**Records from a data source**.
● ● ● ● ●

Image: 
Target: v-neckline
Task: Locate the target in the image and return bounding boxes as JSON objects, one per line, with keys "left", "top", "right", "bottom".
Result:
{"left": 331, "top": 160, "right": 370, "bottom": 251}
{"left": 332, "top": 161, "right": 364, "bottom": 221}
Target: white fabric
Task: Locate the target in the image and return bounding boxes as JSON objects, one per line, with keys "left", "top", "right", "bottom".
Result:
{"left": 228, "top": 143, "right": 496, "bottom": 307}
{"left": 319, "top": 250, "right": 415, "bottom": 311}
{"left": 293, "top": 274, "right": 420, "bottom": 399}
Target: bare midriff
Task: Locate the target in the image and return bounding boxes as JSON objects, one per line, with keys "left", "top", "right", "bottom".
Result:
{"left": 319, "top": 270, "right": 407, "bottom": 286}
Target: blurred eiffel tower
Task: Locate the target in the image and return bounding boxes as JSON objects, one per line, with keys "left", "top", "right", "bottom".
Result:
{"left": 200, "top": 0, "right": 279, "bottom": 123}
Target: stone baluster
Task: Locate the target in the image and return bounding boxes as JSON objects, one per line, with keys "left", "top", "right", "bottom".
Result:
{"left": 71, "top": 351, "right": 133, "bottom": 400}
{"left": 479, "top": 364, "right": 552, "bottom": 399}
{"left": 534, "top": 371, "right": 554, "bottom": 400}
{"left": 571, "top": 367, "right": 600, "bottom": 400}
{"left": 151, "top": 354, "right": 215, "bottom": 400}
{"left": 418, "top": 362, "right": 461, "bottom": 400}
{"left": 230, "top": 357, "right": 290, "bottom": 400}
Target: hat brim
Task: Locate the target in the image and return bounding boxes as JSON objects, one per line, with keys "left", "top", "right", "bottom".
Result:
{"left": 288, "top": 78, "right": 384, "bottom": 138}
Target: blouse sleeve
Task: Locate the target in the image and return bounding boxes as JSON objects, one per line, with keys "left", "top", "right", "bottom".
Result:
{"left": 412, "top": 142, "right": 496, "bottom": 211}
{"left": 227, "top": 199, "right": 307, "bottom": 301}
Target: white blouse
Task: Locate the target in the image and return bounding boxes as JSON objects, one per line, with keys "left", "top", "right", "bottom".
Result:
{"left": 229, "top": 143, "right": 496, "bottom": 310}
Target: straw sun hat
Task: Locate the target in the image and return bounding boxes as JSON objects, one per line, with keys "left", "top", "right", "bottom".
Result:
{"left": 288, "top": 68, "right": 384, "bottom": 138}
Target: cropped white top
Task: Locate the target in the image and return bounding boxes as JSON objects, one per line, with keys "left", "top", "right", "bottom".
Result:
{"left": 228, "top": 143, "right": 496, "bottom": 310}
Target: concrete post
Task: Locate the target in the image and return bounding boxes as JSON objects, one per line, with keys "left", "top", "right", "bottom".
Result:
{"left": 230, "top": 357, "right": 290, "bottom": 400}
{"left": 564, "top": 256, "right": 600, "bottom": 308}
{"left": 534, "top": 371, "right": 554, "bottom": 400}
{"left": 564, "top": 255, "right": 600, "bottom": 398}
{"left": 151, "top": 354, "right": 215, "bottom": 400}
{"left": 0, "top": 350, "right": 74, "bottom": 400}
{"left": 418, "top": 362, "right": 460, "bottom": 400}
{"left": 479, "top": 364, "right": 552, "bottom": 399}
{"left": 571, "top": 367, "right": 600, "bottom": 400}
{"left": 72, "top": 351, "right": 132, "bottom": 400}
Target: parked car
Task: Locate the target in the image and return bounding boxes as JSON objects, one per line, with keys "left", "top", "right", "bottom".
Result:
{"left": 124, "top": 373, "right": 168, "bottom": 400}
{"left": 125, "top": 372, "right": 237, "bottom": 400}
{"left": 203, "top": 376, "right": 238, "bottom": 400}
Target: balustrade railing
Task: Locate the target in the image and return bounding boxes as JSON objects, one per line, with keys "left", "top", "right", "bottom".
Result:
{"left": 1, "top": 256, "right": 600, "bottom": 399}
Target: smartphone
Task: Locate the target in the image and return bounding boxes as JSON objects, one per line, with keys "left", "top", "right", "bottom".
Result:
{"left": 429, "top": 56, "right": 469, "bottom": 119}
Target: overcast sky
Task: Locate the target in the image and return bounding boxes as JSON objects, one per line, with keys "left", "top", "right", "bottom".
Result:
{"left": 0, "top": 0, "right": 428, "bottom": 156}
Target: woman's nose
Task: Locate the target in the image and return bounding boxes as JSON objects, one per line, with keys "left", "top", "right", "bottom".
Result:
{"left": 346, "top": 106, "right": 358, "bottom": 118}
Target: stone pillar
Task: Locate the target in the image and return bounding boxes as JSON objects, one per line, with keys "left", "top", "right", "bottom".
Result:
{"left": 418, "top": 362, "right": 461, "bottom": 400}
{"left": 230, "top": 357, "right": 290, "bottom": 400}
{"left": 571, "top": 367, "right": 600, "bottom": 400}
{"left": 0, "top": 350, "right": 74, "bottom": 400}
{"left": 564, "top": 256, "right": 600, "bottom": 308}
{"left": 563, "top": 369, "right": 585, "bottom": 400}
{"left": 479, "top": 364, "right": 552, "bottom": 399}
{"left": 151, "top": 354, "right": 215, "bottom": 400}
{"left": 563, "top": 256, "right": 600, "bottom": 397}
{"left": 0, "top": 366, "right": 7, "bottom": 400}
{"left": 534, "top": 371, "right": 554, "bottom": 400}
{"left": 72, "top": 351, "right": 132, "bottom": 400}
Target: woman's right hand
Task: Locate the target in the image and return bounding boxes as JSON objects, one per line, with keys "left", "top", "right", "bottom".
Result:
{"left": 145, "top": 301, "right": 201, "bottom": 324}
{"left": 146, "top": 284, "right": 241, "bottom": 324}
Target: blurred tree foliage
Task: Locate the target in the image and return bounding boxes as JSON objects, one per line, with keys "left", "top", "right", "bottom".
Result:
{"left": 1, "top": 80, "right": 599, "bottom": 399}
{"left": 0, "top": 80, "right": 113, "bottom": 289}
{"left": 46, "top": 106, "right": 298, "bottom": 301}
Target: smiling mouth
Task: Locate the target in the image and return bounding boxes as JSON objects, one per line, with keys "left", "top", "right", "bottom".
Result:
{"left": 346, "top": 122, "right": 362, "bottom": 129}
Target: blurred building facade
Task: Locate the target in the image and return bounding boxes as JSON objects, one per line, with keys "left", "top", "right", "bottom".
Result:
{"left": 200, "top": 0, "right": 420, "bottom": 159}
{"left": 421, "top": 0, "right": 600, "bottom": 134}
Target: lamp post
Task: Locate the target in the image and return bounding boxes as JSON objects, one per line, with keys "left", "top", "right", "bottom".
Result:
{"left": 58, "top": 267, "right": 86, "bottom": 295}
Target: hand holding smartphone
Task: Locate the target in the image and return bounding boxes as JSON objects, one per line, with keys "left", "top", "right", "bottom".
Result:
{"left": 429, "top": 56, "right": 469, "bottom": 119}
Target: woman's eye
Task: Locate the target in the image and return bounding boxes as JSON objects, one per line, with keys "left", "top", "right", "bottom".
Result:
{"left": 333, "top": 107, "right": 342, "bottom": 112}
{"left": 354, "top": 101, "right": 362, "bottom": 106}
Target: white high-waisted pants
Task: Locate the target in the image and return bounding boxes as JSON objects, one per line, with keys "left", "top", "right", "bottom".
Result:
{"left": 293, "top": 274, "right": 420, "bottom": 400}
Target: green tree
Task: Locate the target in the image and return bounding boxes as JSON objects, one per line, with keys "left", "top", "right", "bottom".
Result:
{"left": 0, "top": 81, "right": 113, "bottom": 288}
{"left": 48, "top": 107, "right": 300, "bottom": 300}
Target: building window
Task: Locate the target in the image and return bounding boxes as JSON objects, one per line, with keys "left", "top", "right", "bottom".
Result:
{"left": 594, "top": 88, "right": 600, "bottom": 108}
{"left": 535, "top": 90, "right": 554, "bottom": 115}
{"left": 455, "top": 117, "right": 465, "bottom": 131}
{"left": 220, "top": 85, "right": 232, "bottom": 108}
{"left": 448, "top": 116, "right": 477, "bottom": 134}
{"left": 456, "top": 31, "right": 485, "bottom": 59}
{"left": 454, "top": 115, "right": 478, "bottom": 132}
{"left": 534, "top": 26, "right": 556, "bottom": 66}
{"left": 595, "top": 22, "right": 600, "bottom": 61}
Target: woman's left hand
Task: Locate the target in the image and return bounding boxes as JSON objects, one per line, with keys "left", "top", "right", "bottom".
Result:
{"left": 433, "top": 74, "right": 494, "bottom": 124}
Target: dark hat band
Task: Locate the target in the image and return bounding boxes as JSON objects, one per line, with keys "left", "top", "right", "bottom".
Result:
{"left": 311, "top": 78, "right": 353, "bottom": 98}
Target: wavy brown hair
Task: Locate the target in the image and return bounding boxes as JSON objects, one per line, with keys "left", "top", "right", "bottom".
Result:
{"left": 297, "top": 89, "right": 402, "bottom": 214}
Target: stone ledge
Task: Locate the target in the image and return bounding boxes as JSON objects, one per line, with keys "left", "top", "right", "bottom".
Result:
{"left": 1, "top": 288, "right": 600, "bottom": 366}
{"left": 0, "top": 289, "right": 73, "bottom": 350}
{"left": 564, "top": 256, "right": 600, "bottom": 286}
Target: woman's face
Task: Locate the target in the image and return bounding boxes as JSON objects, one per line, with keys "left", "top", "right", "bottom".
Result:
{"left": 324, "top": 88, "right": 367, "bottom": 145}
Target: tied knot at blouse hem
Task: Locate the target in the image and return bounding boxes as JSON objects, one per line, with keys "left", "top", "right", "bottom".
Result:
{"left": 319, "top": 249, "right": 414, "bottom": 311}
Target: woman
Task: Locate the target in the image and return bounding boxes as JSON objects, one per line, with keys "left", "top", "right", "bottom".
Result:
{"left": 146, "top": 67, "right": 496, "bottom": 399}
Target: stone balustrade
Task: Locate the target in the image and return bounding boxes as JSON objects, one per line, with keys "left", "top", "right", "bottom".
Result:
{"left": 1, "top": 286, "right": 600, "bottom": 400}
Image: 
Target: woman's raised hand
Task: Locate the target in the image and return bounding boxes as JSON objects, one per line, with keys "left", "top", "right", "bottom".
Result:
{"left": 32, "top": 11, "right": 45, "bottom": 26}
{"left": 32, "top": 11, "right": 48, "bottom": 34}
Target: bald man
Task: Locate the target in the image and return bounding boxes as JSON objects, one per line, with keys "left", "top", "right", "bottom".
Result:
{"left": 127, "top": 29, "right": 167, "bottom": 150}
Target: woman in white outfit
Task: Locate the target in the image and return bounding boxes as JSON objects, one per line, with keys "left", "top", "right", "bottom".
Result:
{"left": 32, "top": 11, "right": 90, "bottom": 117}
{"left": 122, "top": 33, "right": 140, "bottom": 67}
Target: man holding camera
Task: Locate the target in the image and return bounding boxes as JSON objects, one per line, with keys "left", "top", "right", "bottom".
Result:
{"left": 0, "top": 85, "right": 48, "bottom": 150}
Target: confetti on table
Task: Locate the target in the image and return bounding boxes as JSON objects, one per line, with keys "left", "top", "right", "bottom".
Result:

● ● ● ● ●

**Task to complete**. Please give back the records exactly as written, beginning at the first line and including the line that holds "Target: blurred eiffel tower" as the last.

**Final answer**.
Image: 
Target: v-neckline
Task: Locate the target in the image and return bounding boxes as JSON objects, one per line, with keys "left", "top", "right", "bottom".
Result:
{"left": 331, "top": 160, "right": 370, "bottom": 251}
{"left": 332, "top": 161, "right": 364, "bottom": 221}
Target: white fabric
Task: Locate the target in the image and return bounding boxes as JSON objects, one per line, with keys "left", "top", "right", "bottom".
Result:
{"left": 228, "top": 143, "right": 496, "bottom": 307}
{"left": 319, "top": 250, "right": 415, "bottom": 311}
{"left": 293, "top": 274, "right": 420, "bottom": 399}
Target: bare midriff
Task: Locate the target in the image and return bounding boxes as JSON objects, one per line, with keys "left", "top", "right", "bottom".
Result:
{"left": 319, "top": 270, "right": 407, "bottom": 286}
Target: blurred eiffel tower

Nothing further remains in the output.